— Questions on the material —
[1] In the text on the Atria lawsuit, how long did staff allegedly wait before calling 911 after Maxwell became distressed?
[2] Continue the text on the Atria lawsuit, starting after its final sentence.

— Given text —
|---|

Filed by Trudy Maxwell’s eight children, the suit also alleges wrongful death and negligence after Maxwell, also a dementia patient, and two other residents drank cleaning fluid served as juice. Maxwell died on Aug. 29, two days after the poisoning. Schroder died Sept. 7. Schroder’s son and daughter have also filed a wrongful death and negligence suit against Atria.
“Mrs. Maxwell’s avoidable death was a tragic part of the epidemic of neglect of seniors,” the Maxwell family’s lawyer Niall McCarthy said in a statement. “Atria’s job is to enhance the lives of seniors, but they ended Mrs. Maxwell’s life. Atria served Trudy a cleaner which was more toxic than Drano. When you place your loved one in a senior facility, you do not expect it to be one of the most dangerous places in the Bay Area.”
According to the suit, a “heavy-duty commercial alkaline liquid” was poured into a smaller container in the kitchen during breakfast service. Another employee mistakenly brought the liquid to residents, believing it was cranberry juice.
Maxwell “immediately became distressed” but staff did not call 911 for more than “30 excruciating minutes,” the suit claimed. “Trudy was in extreme pain, distress, and agony for over 30 minutes while Atria staff simply waited,” the suit alleged. “The liquid began to burn and melt her mouth, throat, and esophagus. The toxic chemical essentially melted the lining of Trudy’s digestive tract.” The lawsuit document contains graphic photos showing apparent severe burns to Maxwell’s mouth.
Atria Park Senior Living said in a statement that it was still investigating the San Mateo incident, and has so far found that a staff member “filled a pitcher with liquid dishwashing detergent that has a nearly identical consistency and color to cranberry juice, with the intention of dispensing the liquid into a commercial dishwashing machine” in violation of the company’s policies. “Another staff member picked it up, mistaking it for juice, and served it to three residents,” Atria said.

|---|

— Data section —
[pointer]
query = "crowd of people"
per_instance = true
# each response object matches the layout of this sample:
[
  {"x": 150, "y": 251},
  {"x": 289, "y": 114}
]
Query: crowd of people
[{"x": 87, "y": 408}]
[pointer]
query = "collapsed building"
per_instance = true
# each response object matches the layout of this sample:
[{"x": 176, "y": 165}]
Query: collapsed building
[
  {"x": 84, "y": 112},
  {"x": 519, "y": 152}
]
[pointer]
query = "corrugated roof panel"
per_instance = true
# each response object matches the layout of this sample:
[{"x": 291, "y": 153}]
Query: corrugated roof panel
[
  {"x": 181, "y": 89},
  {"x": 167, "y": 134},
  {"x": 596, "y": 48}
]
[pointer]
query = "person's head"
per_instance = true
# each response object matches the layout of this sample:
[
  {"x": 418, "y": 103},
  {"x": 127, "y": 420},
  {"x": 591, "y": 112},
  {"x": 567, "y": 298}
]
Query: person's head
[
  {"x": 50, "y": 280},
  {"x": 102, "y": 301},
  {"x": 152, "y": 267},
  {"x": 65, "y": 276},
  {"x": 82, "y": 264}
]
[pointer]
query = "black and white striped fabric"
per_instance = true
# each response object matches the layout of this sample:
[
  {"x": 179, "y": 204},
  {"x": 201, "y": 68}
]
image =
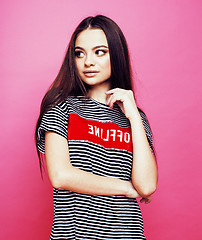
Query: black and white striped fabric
[{"x": 99, "y": 142}]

|---|

— Activity answers —
[1] More than 30 minutes.

[2]
The company, which has 43 care homes in California including 8 in the Bay Area, added, “The incidents at our San Mateo and Walnut Creek communities are isolated and unrelated.” The company did not offer any further explanation of the Walnut Creek incident.
Atria said it devotes “significant resources to ensure our staff are thoroughly trained and able to meet our residents’ needs at all times” and said it was continuing to work with authorities.
After the San Mateo incident, Atria said it had suspended “the employees involved” while it investigates, but did not say how many workers it suspended.
As in the suit filed by Schroder’s family, the Maxwell family claims Atria Park’s elderly care programs never met their expectations. The Maxwell family’s suit accuses Atria of treating Trudy Maxwell with “stunning and inexcusable neglect and abuse,” and claims she suffered several injuries during her 22 months at the facility, including cuts that required stitches, urinary tract infections and impacted bowels.
When one of Maxwell’s daughters asked an Atria Park of San Mateo employee how bowel impaction went unnoticed, the employee responded, “this is an assisted-care facility, we don’t deal with that,” the suit alleged.
In a July 2022 X-ray, doctors discovered Maxwell had broken her hip twice in the previous six months, much to the surprise of her family, the suit said. Maxwell’s family presented those concerns to Atria, along with worries that Atria Park employees hadn’t been brushing her teeth, leading to tooth problems. They said Atria responded by raising the cost of Maxwell’s one-bedroom unit “by $1,200 monthly, to a total of $7,195, citing the increased cost to account for ‘additional care services,’” the suit claimed.
In the past five years, Atria’s San Mateo facility has been cited for a dozen violations of state regulations governing care homes, the lawsuit alleges.
Maxwell’s family is seeking unspecified damages.